# Titelleiste ändern



## SebiB90 (3. Mrz 2005)

ist es möglich die titelleiste von einem JFrame(JDialog) zuändern?
also andere farbe machen/andere grafik, eingene Buttons...
wenn ja wie?


----------



## mic_checker (3. Mrz 2005)

Andere Grafik:
public void setIconImage(Image image)


----------



## SebiB90 (3. Mrz 2005)

mit grafik meinte ich nicht das icon sondern eine grafik auf die ganze leiste


----------



## Roar (3. Mrz 2005)

setUndecorated(true);
und titelleiste selbst malen oder JRootPane das für dich übernehmen lassen.


----------



## The_S (3. Mrz 2005)

Passt ganz gut zu diesem Thread:

Kann man Buttons in der Titelleiste hinzufügen? Wie z. B. das "?"? Dann müsste ich die Hilfe nämlich nicht immer in meine Maske direkt einbauen


----------



## Roar (3. Mrz 2005)

nein geht nicht außer es selbst zu malen (oder mit jni hahaha)


----------



## SebiB90 (4. Mrz 2005)

* **Rohdaten**:

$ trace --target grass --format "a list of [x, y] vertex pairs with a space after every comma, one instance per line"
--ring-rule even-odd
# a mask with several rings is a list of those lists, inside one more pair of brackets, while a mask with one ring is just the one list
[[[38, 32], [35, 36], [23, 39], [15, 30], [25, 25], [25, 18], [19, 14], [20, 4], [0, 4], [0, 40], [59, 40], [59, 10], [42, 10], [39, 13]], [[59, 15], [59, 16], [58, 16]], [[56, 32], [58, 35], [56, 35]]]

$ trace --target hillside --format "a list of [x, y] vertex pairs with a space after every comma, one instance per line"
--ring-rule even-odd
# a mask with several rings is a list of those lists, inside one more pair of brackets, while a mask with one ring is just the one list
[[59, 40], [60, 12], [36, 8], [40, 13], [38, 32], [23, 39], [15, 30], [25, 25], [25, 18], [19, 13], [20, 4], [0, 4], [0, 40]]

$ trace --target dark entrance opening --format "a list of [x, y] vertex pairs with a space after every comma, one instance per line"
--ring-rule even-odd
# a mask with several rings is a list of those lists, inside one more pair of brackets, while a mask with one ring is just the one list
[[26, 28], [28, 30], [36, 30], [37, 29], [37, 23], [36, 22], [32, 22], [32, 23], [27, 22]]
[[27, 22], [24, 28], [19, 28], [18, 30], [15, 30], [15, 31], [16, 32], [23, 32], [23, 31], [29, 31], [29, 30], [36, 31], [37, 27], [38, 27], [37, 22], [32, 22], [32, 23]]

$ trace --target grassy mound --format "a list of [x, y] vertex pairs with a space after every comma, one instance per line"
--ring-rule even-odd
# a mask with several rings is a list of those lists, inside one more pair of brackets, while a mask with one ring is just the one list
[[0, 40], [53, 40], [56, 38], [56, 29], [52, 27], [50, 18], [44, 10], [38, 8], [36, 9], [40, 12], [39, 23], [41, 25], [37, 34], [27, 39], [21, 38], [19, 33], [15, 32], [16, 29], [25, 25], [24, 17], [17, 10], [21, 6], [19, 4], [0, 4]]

* **Übungsaufgaben**:
**a.** Schreiben Sie die Einträge vom Anfang bis einschließlich der Zeile mit „35], [56, 35]]]“ vollständig Zeile für Zeile erneut ab. Skalieren Sie dabei jede Koordinate in den Umrissangaben mit dem Faktor 2 und runden Sie auf ganze Zahlen, wobei Hälften aufgerundet werden.
**b.** Setzen Sie den Thread über das Ändern der Titelleiste an der Stelle fort, an der er endet.

* **Lösungen**:
**a.**
$ trace --target grass --format "a list of [x, y] vertex pairs with a space after every comma, one instance per line"
--ring-rule even-odd
# a mask with several rings is a list of those lists, inside one more pair of brackets, while a mask with one ring is just the one list
[[[76, 64], [70, 72], [46, 78], [30, 60], [50, 50], [50, 36], [38, 28], [40, 8], [0, 8], [0, 80], [118, 80], [118, 20], [84, 20], [78, 26]], [[118, 30], [118, 32], [116, 32]], [[112, 64], [116, 70], [112, 70]]]

**b.**
kann mir einer erklären wie das mit dem JRootPane geht?
irgendwie versteh ich dat nicht.


----------



## Roar (4. Mrz 2005)

guckst du JRootPane#setWindowDecorationStyle()


----------



## SebiB90 (5. Mrz 2005)

aber damit kann man nur die farbe ändern ich will da aber auch eigene Buttons drauf packen können und text drauf schreiben können
wie geht das?
und geht das auch das man die ecken abrunden kann? wenn ja wie?

_nachtrag:_
falls es auch hilft,ich wollte ein winamp ähnliches design machen, deswegen will/muss ich die titelleiste ändern können.


----------



## Roar (5. Mrz 2005)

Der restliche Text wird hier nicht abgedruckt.